Records from a dataset |
==========
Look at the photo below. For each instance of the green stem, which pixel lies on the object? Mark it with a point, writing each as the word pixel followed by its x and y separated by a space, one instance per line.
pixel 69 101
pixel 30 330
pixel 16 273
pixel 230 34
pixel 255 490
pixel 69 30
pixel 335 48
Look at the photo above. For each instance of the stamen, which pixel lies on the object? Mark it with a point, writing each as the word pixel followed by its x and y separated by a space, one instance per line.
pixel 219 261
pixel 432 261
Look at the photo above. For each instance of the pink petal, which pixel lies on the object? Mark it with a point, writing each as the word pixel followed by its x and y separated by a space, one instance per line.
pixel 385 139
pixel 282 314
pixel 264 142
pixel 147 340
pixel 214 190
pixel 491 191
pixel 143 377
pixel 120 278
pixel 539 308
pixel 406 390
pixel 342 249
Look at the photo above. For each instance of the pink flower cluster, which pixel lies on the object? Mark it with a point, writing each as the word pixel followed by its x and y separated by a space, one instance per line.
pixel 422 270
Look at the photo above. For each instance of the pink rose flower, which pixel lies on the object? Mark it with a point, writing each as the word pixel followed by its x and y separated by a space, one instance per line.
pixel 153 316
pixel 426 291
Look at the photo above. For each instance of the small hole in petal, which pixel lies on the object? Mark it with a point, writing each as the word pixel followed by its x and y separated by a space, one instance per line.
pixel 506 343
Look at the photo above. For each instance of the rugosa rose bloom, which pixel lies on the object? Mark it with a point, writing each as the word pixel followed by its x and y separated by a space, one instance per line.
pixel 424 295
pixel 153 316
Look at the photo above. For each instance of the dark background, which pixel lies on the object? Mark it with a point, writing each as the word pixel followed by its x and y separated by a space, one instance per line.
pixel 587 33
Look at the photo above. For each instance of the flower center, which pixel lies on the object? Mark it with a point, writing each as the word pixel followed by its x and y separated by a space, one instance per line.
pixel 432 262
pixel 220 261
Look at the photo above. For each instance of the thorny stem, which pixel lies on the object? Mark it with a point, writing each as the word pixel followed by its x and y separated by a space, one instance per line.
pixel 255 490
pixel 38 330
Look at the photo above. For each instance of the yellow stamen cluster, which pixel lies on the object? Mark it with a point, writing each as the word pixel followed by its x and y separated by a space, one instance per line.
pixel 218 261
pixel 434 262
==========
AIM |
Copy out the rows above again word for word, starting at the line that contains "pink petal, which" and ending at the line that contains "pixel 539 308".

TASK RESULT |
Look at the photo above. For each instance of the pink petal, which pixel lies on the object? Mark it with a point, writing each as the word pixel followed by its x and y separated by a space, one instance per line.
pixel 385 139
pixel 282 314
pixel 264 142
pixel 147 340
pixel 214 190
pixel 491 191
pixel 143 377
pixel 120 278
pixel 539 308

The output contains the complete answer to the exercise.